Required task A:
Convert everything in the records, from the start down to the line containing "POLYGON ((25 58, 16", into a Markdown table with the columns Row and Line, omitting blank lines and pictures.

Start of Source

In some implementation of the system, the predicted metric comprises any one or more of the following: a number of input/output operations, storage processor load, traffic, and average response time.

In some implementation of the system, the one or more parameters of the SAN simulator comprise any one or more of the following: a read speed, a write speed, an amount of computational power, bandwidth, and latency.

In some implementation of the system, the processor, upon executing the instructions, is further configured to determine a difference between the measured metric and the predicted metric; and use the difference as at least a part of a cost function for training the MLA.

In accordance with yet another broad aspect of the present technology, there is provided a system for simulating a SAN system. The system comprises an iterative SAN simulator for modeling a plurality of components of the SAN system and an MLA trained to adjust parameters of the iterative SAN simulator. The iterative SAN simulator is configured to: receive, from an operator of the SAN simulator, a plurality of SAN system operations, and at each iteration of the iterative SAN simulator: receive input parameters from the MLA, wherein the input parameters correspond to functions of simulated components of the iterative SAN simulator, and determine, based on the plurality of SAN system operations and the input parameters, (i) predicted metrics of the plurality of components of the SAN system and (ii) output parameters. The MLA is configured to, for each iteration of the iterative SAN simulator: receive the output parameters and the predicted metrics, and determine, based on the output parameters and the predicted metrics, the input parameters for a next iteration of the iterative SAN simulator.

In some implementation of the system, the system further comprises a failure detection system configured to: determine, based on the predicted metrics, that a simulated failure has occurred; and determine, based on the simulated failure, an adjustment for the SAN system.

In some implementation of the system the iterative SAN simulator is configured to, at each iteration, simulate processing a portion of the plurality of SAN system operations, and wherein the plurality of SAN system operations comprise at least one of a read operation and a write operation.

In the context of the present specification, a “server” is a computer program that is running on appropriate hardware and is capable of receiving requests (e.g. from electronic devices) over a network, and carrying out those requests, or causing those requests to be carried out. The hardware may be one physical computer or one physical computer system, but neither is required to be the case with respect to the present technology. In the present context, the use of the expression a “server” is not intended to mean that every task (e.g. received instructions or requests) or any particular task will have been received, carried out, or caused to be carried out, by the same server (i.e. the same software and/or hardware); it is intended to mean that any number of software elements or hardware devices may be involved in receiving/sending, carrying out or causing to be carried out any task or request, or the consequences of any task or request; and all of this software and hardware may be one server or multiple servers, both of which are included within the expression “at least one server.”

In the context of the present specification, “electronic device” is any computer hardware that is capable of running software appropriate to the relevant task at hand. Thus, some (non-limiting) examples of electronic devices include personal computers (desktops, laptops, netbooks, etc.), smartphones, and tablets, as well as network equipment such as routers, switches, and gateways. It should be noted that a device acting as an electronic device in the present context is not precluded from acting as a server to other electronic devices. The use of the expression “an electronic device” does not preclude multiple electronic devices being used in receiving/sending, carrying out or causing to be carried out any task or request, or the consequences of any task or request, or steps of any method described herein.

End of Source
Start of The records

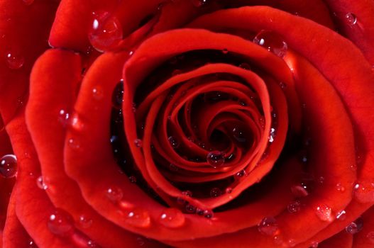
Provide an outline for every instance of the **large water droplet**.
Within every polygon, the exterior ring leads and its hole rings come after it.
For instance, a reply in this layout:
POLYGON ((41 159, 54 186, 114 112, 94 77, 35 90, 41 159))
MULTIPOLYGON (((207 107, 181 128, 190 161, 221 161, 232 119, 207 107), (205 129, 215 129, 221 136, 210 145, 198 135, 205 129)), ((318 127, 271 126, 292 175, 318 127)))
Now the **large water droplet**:
POLYGON ((210 152, 207 155, 207 162, 214 168, 219 167, 225 163, 225 154, 219 151, 210 152))
POLYGON ((25 58, 16 52, 9 52, 6 60, 8 67, 13 69, 20 69, 25 63, 25 58))
POLYGON ((278 232, 277 220, 273 217, 264 218, 257 225, 258 231, 268 236, 274 236, 278 232))
POLYGON ((316 215, 322 221, 332 221, 332 210, 325 204, 321 204, 316 208, 316 215))
POLYGON ((374 181, 363 179, 353 188, 355 198, 363 203, 374 201, 374 181))
POLYGON ((45 182, 45 180, 43 176, 40 176, 36 179, 36 185, 38 187, 43 190, 48 188, 48 185, 45 182))
POLYGON ((336 213, 336 220, 344 220, 346 217, 346 210, 339 211, 338 213, 336 213))
POLYGON ((185 221, 185 215, 177 208, 167 208, 160 216, 160 223, 170 228, 180 227, 185 221))
POLYGON ((133 227, 144 228, 150 225, 150 217, 147 210, 135 208, 126 215, 126 222, 133 227))
POLYGON ((347 13, 344 17, 346 18, 346 23, 348 25, 355 25, 357 23, 357 18, 354 13, 347 13))
POLYGON ((48 227, 52 233, 62 237, 72 235, 75 229, 70 214, 60 208, 56 208, 50 215, 48 227))
POLYGON ((122 40, 122 26, 119 21, 108 12, 94 13, 88 38, 97 50, 107 51, 122 40))
POLYGON ((135 146, 138 148, 141 147, 141 146, 143 145, 143 142, 141 139, 135 139, 133 142, 135 144, 135 146))
POLYGON ((118 203, 123 197, 123 191, 121 188, 111 186, 106 191, 106 197, 114 203, 118 203))
POLYGON ((360 232, 363 227, 363 220, 362 218, 359 218, 348 225, 346 227, 346 231, 351 235, 354 235, 360 232))
POLYGON ((17 174, 17 157, 13 154, 7 154, 0 159, 0 174, 6 179, 16 176, 17 174))
POLYGON ((283 57, 286 55, 287 43, 275 32, 263 30, 253 38, 253 43, 264 47, 278 57, 283 57))

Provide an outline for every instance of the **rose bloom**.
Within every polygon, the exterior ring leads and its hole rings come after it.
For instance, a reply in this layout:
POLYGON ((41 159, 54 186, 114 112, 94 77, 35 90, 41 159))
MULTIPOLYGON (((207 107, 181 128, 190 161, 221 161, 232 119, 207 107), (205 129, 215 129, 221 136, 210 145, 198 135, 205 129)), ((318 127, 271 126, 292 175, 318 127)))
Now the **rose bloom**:
POLYGON ((373 0, 0 1, 9 247, 373 247, 373 0))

End of The records

Required task B:
Answer these questions from the SAN simulation text:
(i) Which parameters of the SAN simulator does the text list?
(ii) What does the failure detection system determine based on the simulated failure?
(iii) Which kinds of network equipment are given as examples of electronic devices?

Correct output A:
| Row | Line |
|---|---|
| 1 | Provide an outline for every instance of the **large water droplet**. |
| 2 | Within every polygon, the exterior ring leads and its hole rings come after it. |
| 3 | For instance, a reply in this layout: |
| 4 | POLYGON ((41 159, 54 186, 114 112, 94 77, 35 90, 41 159)) |
| 5 | MULTIPOLYGON (((207 107, 181 128, 190 161, 221 161, 232 119, 207 107), (205 129, 215 129, 221 136, 210 145, 198 135, 205 129)), ((318 127, 271 126, 292 175, 318 127))) |
| 6 | Now the **large water droplet**: |
| 7 | POLYGON ((210 152, 207 155, 207 162, 214 168, 219 167, 225 163, 225 154, 219 151, 210 152)) |
| 8 | POLYGON ((25 58, 16 52, 9 52, 6 60, 8 67, 13 69, 20 69, 25 63, 25 58)) |

Correct output B:
(i) A read speed, a write speed, an amount of computational power, bandwidth, and latency.
(ii) An adjustment for the SAN system.
(iii) Routers, switches, and gateways.